BEGIN

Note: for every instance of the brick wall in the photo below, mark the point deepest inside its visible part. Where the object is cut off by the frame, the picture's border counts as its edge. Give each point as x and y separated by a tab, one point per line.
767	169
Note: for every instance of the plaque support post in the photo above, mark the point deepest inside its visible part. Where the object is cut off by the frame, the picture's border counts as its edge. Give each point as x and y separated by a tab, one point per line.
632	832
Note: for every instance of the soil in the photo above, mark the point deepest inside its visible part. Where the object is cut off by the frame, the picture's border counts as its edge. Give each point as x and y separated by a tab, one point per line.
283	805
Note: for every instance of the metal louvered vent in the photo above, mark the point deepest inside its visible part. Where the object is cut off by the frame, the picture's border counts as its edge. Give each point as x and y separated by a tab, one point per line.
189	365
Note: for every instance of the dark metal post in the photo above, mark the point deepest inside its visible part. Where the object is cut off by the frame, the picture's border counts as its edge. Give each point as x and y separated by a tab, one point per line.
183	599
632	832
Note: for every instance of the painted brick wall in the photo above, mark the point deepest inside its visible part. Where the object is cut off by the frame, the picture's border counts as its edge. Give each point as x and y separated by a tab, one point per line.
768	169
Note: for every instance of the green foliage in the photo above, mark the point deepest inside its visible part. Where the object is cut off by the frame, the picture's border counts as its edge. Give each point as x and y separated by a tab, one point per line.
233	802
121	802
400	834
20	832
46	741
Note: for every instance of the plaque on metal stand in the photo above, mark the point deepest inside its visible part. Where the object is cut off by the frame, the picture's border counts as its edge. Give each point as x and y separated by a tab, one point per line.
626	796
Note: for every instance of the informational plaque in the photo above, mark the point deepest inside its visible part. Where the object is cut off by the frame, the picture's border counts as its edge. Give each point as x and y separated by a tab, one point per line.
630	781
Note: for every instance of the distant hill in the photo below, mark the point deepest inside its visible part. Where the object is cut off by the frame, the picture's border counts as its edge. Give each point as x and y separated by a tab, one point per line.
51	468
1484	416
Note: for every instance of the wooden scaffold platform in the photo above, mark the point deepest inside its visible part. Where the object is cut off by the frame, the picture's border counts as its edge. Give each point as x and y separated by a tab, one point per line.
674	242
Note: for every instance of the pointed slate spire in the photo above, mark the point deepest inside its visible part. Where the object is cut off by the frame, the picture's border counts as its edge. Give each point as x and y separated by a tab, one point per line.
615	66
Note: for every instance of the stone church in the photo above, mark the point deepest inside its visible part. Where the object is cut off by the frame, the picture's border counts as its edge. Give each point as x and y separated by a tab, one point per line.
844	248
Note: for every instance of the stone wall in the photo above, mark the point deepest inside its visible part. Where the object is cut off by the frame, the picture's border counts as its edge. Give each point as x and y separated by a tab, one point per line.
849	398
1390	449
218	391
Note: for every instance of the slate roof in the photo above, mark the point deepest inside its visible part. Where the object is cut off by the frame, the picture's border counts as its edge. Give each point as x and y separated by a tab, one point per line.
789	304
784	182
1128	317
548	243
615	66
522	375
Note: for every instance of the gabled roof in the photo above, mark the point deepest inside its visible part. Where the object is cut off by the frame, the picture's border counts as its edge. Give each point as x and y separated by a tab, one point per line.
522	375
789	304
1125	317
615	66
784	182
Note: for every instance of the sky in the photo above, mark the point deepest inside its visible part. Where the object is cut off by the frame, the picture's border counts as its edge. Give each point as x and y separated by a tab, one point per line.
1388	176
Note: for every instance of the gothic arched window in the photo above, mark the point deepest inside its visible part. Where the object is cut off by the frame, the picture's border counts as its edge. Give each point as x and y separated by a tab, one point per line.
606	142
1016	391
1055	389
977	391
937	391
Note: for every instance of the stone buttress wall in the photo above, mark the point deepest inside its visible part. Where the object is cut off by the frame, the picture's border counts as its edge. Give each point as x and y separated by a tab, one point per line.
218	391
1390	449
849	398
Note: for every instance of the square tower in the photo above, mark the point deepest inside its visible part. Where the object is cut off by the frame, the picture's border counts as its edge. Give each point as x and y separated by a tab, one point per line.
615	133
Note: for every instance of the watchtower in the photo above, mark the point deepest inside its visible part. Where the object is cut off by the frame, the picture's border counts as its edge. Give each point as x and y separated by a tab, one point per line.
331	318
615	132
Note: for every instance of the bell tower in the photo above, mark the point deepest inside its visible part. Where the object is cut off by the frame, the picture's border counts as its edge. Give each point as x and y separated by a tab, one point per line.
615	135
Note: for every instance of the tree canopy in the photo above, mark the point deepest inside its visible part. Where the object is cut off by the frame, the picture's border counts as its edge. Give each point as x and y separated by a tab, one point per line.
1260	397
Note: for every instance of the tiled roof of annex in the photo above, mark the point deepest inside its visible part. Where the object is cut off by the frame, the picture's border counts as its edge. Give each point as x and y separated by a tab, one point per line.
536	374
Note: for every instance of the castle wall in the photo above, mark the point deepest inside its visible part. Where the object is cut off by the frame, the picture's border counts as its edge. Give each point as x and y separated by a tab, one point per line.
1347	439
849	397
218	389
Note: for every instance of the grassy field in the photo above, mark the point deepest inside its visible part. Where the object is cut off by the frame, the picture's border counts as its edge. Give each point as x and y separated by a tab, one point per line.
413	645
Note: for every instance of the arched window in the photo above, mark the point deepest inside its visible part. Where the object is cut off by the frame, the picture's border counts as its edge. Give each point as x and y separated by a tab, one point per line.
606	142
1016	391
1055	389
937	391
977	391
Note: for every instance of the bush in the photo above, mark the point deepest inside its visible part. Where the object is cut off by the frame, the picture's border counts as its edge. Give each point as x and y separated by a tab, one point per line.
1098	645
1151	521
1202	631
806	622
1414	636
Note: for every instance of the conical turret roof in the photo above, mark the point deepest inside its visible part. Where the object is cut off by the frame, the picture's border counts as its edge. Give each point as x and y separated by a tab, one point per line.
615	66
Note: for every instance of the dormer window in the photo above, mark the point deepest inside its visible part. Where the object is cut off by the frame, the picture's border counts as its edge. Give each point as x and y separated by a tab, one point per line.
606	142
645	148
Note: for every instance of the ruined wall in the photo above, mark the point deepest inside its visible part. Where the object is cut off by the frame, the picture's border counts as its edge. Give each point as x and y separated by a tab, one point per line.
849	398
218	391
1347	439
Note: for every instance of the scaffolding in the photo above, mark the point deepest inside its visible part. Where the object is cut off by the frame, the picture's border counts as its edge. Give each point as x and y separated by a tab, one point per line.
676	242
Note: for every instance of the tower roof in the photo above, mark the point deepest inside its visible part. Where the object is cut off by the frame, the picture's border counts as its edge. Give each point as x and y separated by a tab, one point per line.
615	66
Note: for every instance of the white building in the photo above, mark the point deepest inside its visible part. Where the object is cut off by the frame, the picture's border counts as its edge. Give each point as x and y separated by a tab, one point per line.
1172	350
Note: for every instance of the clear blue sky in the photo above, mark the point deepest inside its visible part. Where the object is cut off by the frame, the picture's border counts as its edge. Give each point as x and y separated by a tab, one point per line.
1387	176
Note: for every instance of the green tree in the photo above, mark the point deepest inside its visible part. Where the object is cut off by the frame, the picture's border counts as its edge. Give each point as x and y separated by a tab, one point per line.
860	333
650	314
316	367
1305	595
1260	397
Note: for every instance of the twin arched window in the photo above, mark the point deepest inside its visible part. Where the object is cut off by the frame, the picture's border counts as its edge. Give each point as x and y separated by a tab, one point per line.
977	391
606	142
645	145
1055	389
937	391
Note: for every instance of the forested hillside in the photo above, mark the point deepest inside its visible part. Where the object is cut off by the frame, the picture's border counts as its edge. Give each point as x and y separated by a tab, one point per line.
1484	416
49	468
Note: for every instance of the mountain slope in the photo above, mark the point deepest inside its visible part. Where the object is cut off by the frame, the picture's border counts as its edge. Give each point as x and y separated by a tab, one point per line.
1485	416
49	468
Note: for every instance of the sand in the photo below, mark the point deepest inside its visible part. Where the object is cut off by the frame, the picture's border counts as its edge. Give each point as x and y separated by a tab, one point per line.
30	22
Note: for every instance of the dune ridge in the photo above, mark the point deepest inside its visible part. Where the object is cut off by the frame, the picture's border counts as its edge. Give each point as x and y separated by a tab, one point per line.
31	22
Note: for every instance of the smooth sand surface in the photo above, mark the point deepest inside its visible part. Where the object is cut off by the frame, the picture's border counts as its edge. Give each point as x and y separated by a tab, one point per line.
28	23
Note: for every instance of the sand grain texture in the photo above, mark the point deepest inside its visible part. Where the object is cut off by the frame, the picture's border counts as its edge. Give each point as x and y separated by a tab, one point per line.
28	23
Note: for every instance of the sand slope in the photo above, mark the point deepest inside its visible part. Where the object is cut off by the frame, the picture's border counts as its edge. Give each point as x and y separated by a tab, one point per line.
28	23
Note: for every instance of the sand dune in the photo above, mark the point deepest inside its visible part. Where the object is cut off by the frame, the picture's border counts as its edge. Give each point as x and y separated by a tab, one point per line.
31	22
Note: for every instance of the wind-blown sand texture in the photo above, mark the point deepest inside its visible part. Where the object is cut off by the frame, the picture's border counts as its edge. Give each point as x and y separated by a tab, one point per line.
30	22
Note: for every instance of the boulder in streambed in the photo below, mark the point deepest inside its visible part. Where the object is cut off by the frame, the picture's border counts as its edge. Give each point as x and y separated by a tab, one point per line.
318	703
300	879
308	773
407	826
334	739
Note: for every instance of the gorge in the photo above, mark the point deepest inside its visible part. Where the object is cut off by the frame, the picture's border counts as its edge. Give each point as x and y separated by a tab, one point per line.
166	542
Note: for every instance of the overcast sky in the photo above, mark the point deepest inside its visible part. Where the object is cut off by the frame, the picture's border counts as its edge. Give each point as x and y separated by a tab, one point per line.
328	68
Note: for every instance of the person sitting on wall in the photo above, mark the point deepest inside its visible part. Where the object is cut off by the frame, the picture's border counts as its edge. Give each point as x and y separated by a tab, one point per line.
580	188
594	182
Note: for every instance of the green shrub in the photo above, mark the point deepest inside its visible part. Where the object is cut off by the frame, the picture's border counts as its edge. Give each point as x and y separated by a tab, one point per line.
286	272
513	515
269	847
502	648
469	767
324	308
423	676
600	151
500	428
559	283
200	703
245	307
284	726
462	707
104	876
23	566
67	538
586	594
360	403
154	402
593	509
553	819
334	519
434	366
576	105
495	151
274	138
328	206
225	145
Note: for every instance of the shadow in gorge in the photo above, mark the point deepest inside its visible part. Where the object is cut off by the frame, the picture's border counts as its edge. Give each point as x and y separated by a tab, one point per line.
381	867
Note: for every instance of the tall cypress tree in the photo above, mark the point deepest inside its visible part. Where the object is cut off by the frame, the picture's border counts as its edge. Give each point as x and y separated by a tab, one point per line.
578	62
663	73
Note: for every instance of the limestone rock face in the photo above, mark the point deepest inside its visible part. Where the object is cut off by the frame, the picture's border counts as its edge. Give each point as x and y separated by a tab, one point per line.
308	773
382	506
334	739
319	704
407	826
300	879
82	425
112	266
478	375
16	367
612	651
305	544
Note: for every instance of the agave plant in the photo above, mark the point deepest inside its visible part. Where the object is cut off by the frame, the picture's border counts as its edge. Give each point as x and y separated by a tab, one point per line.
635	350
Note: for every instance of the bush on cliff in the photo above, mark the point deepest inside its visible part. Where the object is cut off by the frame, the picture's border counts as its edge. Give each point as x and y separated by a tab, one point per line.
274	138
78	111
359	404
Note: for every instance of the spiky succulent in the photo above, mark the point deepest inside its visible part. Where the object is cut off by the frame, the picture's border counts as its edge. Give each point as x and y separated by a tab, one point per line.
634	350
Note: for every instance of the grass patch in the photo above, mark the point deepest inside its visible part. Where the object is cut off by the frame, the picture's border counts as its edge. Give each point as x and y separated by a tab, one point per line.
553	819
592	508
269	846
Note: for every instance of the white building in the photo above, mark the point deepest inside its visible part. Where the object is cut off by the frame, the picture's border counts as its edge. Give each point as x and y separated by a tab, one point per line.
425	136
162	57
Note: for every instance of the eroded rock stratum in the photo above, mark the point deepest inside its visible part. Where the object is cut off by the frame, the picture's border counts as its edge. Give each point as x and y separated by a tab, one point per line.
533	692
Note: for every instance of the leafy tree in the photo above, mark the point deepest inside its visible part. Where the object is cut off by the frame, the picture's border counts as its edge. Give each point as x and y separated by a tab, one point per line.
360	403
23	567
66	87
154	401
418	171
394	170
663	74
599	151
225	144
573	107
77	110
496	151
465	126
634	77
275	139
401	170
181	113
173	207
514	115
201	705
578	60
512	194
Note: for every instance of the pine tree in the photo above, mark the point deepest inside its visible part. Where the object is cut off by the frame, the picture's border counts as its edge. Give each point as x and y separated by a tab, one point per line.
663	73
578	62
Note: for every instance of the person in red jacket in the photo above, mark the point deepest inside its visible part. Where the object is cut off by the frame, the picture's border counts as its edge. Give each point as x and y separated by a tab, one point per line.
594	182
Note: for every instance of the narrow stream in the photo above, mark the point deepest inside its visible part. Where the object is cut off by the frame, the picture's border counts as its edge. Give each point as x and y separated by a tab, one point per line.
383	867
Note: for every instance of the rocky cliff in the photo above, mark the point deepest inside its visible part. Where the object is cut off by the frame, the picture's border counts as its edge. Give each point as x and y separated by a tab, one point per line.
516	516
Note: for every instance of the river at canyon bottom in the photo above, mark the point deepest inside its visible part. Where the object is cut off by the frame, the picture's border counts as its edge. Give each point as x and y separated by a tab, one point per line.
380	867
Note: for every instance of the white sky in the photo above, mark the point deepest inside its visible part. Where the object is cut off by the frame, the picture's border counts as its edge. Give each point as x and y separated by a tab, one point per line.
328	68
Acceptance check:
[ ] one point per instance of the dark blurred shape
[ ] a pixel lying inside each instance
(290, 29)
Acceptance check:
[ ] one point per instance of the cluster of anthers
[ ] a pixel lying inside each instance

END

TASK PROMPT ->
Take the line that contains "Note: for every instance of the rocky" and each line after it down to the last of the records, and retype them exactly; add nothing else.

RESPONSE TO THE EXERCISE ->
Note: for every instance of the rocky cliff in the photo above, mark the point deepest inside its visible part. Where the object is cut off by the frame, the picture's border counts as its edge. Give each point as x and y separated by a tab, one point per line.
516	516
Note: for every instance of the river at canyon bottom in the photo above, mark the point deepest inside its visible part. Where the object is cut off by the frame, the picture's border counts as its edge. Give each point as x and y separated by a tab, one point per line.
380	867
Note: for every instance of the white sky in the photo above, mark the point deepest inside its visible part. Where the object is cut off by the frame, the picture's border counts as its edge. Give each point as x and y separated by a tab, one point per line.
328	68
Acceptance check:
[ ] one point per instance of the dark blurred shape
[ ] a pixel lying inside each instance
(290, 29)
Acceptance check:
[ ] one point per instance of the cluster of anthers
[ ] a pixel lying inside each instance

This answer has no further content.